» What needs to be done: Render the lines below as a Markdown table with the columns "Index" and "Line", one numbered row per line and blank lines omitted. Include only everything from the line containing "of the deck" down to the line containing "column 465, row 202", with both of those lines included.

» Records to process:
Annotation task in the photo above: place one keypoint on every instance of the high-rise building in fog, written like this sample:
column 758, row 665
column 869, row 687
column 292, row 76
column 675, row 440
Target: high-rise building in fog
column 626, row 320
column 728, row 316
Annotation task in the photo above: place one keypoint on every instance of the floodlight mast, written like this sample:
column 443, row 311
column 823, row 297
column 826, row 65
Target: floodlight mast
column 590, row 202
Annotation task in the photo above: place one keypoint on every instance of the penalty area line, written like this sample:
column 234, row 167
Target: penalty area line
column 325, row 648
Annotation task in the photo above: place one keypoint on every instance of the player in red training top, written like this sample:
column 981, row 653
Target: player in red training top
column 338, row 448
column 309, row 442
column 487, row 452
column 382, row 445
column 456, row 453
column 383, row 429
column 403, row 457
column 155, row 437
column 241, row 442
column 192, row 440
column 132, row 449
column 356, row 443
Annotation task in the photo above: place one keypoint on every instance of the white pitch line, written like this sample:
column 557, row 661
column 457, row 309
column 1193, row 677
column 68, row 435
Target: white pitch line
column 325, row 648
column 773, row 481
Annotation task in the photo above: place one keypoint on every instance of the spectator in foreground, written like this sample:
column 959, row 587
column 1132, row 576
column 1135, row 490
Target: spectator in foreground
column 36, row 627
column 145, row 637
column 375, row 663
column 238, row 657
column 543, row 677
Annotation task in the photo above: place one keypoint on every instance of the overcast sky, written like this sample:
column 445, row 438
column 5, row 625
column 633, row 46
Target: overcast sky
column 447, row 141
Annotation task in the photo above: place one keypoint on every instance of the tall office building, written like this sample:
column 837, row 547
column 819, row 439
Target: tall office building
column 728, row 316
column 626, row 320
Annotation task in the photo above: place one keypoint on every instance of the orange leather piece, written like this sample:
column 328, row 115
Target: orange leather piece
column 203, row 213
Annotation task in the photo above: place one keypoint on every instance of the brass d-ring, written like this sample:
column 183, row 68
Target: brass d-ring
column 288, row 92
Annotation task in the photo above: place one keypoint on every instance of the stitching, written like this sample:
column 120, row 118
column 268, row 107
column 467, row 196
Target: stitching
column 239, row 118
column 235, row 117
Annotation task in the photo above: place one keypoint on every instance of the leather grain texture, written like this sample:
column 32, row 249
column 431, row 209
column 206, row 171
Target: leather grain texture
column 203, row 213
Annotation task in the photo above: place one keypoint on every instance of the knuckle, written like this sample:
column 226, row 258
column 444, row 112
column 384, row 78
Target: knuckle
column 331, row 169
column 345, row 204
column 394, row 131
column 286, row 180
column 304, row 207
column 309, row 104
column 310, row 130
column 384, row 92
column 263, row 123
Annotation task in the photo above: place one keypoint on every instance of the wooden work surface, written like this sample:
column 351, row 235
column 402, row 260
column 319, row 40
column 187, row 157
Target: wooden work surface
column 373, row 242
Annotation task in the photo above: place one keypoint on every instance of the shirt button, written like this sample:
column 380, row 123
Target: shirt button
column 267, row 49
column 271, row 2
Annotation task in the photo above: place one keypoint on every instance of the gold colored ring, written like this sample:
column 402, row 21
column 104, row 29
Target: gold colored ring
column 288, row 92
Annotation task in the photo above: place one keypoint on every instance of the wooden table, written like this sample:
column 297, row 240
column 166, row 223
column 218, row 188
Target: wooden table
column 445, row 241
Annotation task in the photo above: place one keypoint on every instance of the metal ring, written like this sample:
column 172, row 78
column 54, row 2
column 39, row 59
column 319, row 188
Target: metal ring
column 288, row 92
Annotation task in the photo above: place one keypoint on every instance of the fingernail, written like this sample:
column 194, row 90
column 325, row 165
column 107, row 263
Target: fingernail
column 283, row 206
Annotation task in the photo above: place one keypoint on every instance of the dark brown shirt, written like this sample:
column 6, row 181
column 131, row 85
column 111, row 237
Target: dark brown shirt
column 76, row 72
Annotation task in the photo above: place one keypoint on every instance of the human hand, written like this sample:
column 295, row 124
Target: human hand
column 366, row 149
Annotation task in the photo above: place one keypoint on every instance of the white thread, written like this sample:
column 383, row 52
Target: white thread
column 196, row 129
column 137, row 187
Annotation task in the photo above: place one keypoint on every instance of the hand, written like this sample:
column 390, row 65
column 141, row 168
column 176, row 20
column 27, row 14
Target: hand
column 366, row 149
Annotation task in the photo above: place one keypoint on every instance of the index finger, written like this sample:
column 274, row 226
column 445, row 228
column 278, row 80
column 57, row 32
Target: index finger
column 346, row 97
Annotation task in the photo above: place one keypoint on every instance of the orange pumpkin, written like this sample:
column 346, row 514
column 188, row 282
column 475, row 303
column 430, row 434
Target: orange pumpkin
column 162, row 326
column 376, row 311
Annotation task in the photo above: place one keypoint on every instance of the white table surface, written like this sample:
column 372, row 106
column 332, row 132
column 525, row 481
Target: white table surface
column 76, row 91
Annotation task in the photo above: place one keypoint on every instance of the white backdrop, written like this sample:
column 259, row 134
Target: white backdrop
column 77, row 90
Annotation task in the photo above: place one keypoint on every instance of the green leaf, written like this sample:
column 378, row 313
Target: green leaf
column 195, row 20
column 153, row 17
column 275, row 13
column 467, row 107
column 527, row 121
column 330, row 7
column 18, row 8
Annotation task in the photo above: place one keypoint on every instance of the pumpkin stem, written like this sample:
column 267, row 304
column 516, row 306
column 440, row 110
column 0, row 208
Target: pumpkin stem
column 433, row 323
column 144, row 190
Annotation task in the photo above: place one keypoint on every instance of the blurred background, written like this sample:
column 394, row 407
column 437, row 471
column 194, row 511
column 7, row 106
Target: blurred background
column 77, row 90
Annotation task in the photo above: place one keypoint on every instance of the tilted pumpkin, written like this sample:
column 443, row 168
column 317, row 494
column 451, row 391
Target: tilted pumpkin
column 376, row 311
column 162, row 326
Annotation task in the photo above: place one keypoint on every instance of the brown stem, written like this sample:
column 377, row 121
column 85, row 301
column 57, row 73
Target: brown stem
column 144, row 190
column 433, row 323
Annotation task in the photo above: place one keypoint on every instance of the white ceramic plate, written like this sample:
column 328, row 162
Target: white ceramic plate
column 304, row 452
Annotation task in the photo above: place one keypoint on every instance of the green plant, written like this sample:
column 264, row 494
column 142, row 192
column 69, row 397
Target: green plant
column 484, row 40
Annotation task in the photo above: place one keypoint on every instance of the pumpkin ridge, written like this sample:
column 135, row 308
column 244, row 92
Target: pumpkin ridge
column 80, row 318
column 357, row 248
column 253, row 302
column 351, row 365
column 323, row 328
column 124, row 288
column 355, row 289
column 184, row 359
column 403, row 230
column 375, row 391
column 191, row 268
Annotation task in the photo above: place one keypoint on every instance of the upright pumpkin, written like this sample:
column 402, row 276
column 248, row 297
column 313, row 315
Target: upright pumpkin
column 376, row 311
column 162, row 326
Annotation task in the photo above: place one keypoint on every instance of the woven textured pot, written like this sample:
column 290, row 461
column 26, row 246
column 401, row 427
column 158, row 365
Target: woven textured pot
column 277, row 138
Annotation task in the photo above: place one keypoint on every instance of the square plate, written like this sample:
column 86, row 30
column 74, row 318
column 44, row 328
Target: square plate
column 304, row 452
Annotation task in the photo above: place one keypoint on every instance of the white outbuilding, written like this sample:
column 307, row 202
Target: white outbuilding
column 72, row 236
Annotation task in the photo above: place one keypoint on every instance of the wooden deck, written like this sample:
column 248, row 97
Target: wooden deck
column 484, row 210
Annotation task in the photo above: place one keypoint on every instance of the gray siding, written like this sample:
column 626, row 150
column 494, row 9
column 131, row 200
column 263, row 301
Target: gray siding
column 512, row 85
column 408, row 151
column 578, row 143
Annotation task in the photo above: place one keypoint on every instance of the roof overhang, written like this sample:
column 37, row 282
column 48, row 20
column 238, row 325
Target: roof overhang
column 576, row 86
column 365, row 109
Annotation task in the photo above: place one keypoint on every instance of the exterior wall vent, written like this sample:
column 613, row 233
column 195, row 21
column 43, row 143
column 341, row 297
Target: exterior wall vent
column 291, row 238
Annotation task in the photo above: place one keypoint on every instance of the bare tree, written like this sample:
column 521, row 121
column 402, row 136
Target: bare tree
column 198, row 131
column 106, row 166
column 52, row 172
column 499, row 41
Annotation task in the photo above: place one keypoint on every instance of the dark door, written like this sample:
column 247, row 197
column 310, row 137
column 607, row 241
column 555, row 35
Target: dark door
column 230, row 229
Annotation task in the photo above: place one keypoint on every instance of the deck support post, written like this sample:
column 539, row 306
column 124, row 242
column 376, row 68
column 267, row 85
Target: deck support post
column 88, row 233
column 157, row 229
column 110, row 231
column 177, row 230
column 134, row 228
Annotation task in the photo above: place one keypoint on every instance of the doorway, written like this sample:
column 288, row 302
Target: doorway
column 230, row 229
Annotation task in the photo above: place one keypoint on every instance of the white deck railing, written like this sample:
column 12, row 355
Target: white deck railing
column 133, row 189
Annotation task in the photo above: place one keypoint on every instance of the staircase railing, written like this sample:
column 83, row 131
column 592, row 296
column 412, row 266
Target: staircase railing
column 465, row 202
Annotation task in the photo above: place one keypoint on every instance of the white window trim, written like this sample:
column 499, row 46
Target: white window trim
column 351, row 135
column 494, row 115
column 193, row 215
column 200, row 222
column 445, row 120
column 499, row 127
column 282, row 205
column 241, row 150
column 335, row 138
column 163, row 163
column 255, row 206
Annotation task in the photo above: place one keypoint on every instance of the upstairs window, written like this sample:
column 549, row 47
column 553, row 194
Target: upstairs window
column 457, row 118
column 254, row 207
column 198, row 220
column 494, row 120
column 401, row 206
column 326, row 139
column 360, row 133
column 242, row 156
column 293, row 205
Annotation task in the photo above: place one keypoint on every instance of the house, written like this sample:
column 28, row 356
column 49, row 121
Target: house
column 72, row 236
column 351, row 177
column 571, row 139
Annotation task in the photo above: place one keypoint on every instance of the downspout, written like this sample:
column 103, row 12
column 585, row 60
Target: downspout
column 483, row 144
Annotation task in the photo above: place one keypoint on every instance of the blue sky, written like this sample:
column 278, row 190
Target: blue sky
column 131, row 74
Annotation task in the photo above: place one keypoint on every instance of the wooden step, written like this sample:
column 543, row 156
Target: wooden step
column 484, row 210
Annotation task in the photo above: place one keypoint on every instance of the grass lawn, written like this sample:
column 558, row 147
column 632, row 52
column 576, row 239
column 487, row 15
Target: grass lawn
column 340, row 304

» Result:
| Index | Line |
|---|---|
| 1 | Annotation task in the photo above: place one keypoint on every instance of the deck support post, written like this sample: |
| 2 | column 539, row 306 |
| 3 | column 124, row 242 |
| 4 | column 376, row 68 |
| 5 | column 267, row 85 |
| 6 | Target: deck support post |
| 7 | column 88, row 233 |
| 8 | column 157, row 229 |
| 9 | column 110, row 231 |
| 10 | column 177, row 230 |
| 11 | column 134, row 228 |
| 12 | Annotation task in the photo above: place one keypoint on every instance of the doorway, written like this sample: |
| 13 | column 288, row 302 |
| 14 | Target: doorway |
| 15 | column 230, row 229 |
| 16 | Annotation task in the photo above: place one keypoint on every instance of the white deck railing, written like this sample: |
| 17 | column 12, row 355 |
| 18 | Target: white deck railing |
| 19 | column 133, row 189 |
| 20 | Annotation task in the photo above: place one keypoint on every instance of the staircase railing, written like this sample: |
| 21 | column 83, row 131 |
| 22 | column 592, row 296 |
| 23 | column 412, row 266 |
| 24 | Target: staircase railing |
| 25 | column 465, row 202 |